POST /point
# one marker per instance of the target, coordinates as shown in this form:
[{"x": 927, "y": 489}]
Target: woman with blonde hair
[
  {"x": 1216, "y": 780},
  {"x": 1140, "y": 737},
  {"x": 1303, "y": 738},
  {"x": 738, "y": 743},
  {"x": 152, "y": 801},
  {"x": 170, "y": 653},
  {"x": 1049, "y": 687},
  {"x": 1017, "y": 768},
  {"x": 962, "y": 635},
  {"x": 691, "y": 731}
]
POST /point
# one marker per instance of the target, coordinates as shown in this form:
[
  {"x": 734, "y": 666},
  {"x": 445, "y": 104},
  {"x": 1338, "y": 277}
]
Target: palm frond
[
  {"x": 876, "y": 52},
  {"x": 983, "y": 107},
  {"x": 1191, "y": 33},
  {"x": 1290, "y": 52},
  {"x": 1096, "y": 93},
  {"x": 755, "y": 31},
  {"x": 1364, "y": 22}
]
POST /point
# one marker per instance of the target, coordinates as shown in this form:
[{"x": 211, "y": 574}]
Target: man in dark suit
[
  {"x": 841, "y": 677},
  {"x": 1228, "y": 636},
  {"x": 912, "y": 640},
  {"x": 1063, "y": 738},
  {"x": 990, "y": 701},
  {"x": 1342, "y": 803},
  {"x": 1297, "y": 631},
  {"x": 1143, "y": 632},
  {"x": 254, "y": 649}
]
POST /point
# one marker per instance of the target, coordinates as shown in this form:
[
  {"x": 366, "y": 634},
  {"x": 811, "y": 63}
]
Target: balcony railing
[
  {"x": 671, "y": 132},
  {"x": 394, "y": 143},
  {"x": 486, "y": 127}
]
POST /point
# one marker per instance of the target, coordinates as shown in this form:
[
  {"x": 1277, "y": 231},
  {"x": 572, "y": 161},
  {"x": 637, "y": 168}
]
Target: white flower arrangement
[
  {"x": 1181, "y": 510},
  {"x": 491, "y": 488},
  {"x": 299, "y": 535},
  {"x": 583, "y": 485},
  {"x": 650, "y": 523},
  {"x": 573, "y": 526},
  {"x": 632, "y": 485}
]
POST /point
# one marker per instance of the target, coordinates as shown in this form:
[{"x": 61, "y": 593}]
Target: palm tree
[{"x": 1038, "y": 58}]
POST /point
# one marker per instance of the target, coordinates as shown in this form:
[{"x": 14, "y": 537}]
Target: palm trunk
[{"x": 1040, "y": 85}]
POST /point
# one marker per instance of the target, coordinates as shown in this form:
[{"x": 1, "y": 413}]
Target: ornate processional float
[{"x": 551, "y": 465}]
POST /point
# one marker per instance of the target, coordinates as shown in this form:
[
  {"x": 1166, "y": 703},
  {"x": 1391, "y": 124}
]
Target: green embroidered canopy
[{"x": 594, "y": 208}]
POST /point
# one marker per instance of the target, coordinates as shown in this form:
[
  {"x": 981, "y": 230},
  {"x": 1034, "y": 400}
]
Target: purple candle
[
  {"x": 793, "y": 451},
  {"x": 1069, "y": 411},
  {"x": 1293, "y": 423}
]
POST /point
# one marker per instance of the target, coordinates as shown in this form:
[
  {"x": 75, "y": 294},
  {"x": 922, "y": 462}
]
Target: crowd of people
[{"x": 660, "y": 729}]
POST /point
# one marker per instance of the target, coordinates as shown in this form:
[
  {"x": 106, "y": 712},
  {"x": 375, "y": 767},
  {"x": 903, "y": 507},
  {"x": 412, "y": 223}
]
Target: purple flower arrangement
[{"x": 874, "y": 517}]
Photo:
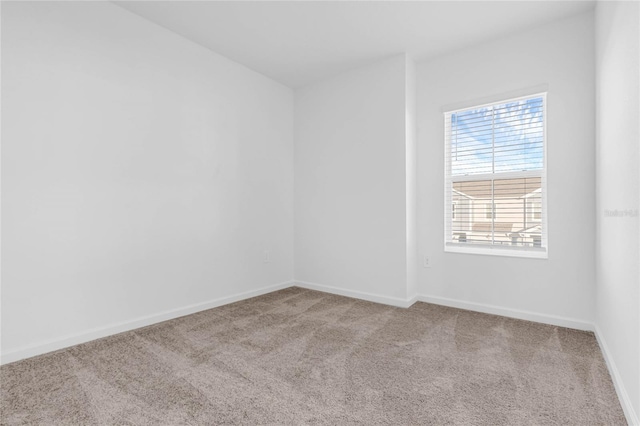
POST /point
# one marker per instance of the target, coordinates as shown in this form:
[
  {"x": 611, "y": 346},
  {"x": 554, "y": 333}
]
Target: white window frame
[{"x": 450, "y": 245}]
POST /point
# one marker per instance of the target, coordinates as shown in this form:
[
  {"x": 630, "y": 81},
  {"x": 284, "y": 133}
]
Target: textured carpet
[{"x": 304, "y": 357}]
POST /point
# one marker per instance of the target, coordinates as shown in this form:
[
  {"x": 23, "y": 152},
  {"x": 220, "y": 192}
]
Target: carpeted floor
[{"x": 304, "y": 357}]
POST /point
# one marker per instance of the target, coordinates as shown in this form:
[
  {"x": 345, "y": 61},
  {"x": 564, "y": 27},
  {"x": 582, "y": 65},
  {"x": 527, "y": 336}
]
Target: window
[
  {"x": 489, "y": 208},
  {"x": 495, "y": 178}
]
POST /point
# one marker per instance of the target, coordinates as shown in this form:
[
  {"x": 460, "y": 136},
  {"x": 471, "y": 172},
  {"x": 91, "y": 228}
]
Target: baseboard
[
  {"x": 97, "y": 333},
  {"x": 507, "y": 312},
  {"x": 371, "y": 297},
  {"x": 623, "y": 396}
]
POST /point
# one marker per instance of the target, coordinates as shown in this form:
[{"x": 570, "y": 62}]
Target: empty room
[{"x": 320, "y": 212}]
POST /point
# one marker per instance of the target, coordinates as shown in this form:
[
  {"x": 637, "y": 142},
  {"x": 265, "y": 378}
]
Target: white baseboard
[
  {"x": 97, "y": 333},
  {"x": 508, "y": 312},
  {"x": 386, "y": 300},
  {"x": 623, "y": 396}
]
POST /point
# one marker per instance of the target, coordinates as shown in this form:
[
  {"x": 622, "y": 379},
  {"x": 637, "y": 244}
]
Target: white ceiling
[{"x": 299, "y": 42}]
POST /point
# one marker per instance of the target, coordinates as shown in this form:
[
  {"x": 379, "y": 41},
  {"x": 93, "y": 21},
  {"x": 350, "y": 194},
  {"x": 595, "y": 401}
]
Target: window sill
[{"x": 532, "y": 253}]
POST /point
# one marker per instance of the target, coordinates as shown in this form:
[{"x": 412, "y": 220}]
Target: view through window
[{"x": 495, "y": 172}]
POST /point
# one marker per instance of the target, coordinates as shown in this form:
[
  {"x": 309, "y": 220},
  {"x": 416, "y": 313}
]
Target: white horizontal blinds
[{"x": 494, "y": 169}]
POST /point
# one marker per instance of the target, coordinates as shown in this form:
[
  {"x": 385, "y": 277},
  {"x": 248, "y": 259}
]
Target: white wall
[
  {"x": 561, "y": 288},
  {"x": 618, "y": 189},
  {"x": 350, "y": 181},
  {"x": 141, "y": 174}
]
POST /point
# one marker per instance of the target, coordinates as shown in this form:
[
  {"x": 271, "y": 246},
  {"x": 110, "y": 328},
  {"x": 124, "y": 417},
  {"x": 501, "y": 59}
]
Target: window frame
[{"x": 451, "y": 245}]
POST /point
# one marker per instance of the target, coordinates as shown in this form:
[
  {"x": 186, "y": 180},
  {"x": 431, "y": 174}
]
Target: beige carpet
[{"x": 304, "y": 357}]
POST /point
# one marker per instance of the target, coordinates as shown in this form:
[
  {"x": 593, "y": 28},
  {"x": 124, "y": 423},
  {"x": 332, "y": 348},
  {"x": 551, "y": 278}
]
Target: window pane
[
  {"x": 471, "y": 142},
  {"x": 471, "y": 224},
  {"x": 515, "y": 222},
  {"x": 502, "y": 212},
  {"x": 519, "y": 136}
]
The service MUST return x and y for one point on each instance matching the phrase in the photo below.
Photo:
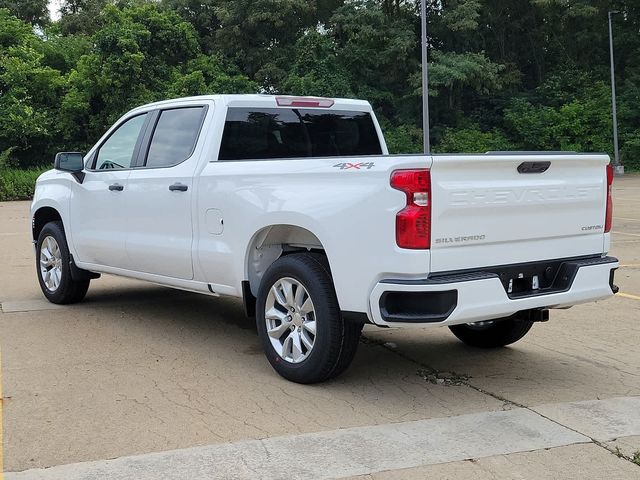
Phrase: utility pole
(619, 169)
(425, 79)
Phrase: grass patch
(18, 184)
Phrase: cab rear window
(268, 133)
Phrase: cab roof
(270, 101)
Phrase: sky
(54, 5)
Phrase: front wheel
(299, 321)
(492, 333)
(53, 264)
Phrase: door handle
(180, 187)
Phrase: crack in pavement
(433, 375)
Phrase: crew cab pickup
(294, 205)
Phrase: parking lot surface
(140, 381)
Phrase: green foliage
(582, 124)
(473, 140)
(504, 74)
(403, 139)
(34, 12)
(18, 184)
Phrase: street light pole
(425, 79)
(619, 169)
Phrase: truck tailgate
(501, 209)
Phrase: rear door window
(268, 133)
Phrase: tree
(34, 12)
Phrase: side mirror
(69, 162)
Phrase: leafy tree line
(504, 74)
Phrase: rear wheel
(492, 333)
(299, 320)
(53, 265)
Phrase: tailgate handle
(533, 167)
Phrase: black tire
(69, 290)
(336, 341)
(498, 334)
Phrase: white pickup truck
(295, 205)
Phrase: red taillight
(304, 102)
(609, 216)
(413, 223)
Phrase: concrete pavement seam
(464, 380)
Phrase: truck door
(160, 194)
(98, 206)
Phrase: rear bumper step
(495, 292)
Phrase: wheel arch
(270, 243)
(41, 217)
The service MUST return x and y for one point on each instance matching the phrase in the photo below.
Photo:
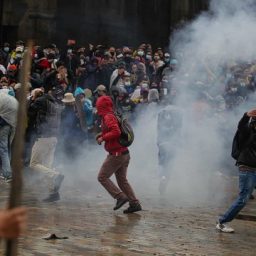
○ ○ ○
Word for word, copy the lines from the one with "Phrase: wheel arch" through the end of the entries above, and do not include any picture.

Phrase: wheel arch
(270, 243)
(41, 217)
The service MUST return x and y for one point on each instance matching the phrase in the photo below.
Photo:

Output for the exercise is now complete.